I turned a corner to get in line for some free legal help. After nearly two hours in line my sunny disposition had not changed. I was so hopeful. I stepped up to the counter, explained my situation to a quizzical woman. She took my paperwork and came back a few minutes later. “I’m so sorry,” she said as my heart sank, “but the only person who can guide you in this matter is on vacation. I’m afraid you’ll have to come back in two weeks.”


My fellow divorcees in line looked at me with such sad faces “We’re so sorry!” they said, hoping for better for themselves. “It’s okay,” I told them, “what’s two more weeks?” But as I walked away down the hall, with each clickety clack of my heels, my heart was singing a much less hopeful song. “But God I was so sure, and I prayed with boldness like you word tells me to. I’ve done the things you’ve asked me to. My heart has changed. I’ve learned contentment. I’ve been sharing your love with others. I just don’t understand.”


Friend, I’d like to tell you that I’ve had a divine revelation in the last two weeks—but I haven’t. I’d like to say I know exactly why God is holding this back still—but I don’t. But you know what? That’s okay—really, I mean it—it’s okay! God has taught me about loving Him, following Him faithfully, being content and being patient. Through this last year He has taught me these things and maybe, just maybe, He is testing my faith to see whether or not I will walk the walk. It’s one thing to study hard and regurgitate the right answers on the test—but months later, do you still remember what you learned in class, can you apply it to your life and actually use it? Or did you just study enough to get by, and now all that time spent in class was a complete waste because you don’t remember a thing?

There it is! Did you catch that? There it is! The revelation I have been searching for—it’s not enough to simply pass the test—no, we must continually study and put into use what we have learned, lest we completely forget it and have to go through the class and test again. I am reminded of a scripture in the book of James, chapter one, verses 22-25.22 Do not merely listen to the word, and so deceive yourselves. Do what it says. 23 Anyone who listens to the word but does not do what it says is like someone who looks at his face in a mirror 24 and, after looking at himself, goes away and immediately forgets what he looks like. 25 But whoever looks intently into the perfect law that gives freedom, and continues in itnot forgetting what they have heard, but doing it—they will be blessed in what they do.

Dataset records –

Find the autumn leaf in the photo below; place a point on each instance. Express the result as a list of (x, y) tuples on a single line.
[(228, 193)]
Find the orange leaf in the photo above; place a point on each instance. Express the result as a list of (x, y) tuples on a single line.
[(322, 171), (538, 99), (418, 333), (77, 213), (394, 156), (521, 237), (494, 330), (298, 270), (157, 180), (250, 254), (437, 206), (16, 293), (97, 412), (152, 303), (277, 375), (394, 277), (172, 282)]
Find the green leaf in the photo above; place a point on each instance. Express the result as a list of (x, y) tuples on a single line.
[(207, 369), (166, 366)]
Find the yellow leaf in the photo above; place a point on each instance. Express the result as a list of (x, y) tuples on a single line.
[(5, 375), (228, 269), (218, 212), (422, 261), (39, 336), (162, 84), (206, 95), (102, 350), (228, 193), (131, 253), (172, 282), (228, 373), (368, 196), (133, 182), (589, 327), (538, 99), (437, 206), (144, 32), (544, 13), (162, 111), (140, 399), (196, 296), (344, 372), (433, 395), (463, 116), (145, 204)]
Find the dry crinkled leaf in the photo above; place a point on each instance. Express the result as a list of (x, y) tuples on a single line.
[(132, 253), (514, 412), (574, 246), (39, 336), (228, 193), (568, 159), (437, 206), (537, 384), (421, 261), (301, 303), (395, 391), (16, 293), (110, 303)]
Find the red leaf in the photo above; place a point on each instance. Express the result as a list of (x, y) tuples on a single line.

Exercise instructions –
**A.** Answer these about the essay on waiting for legal help:
(i) How long had the writer waited in line before reaching the counter?
(ii) How long was the writer told to wait before coming back?
(iii) Which book, chapter and verses of scripture does the writer recall?
**B.** Reproduce part of the essay on waiting for legal help word for word. Begin at the words "There it is! Did" and stop after "what they do.".
You won't need the lines to do any of this.

Solutions per task –
**A.**
(i) Nearly two hours.
(ii) Two weeks.
(iii) The book of James, chapter one, verses 22-25.

**B.**
There it is! Did you catch that? There it is! The revelation I have been searching for—it’s not enough to simply pass the test—no, we must continually study and put into use what we have learned, lest we completely forget it and have to go through the class and test again. I am reminded of a scripture in the book of James, chapter one, verses 22-25.22 Do not merely listen to the word, and so deceive yourselves. Do what it says. 23 Anyone who listens to the word but does not do what it says is like someone who looks at his face in a mirror 24 and, after looking at himself, goes away and immediately forgets what he looks like. 25 But whoever looks intently into the perfect law that gives freedom, and continues in itnot forgetting what they have heard, but doing it—they will be blessed in what they do.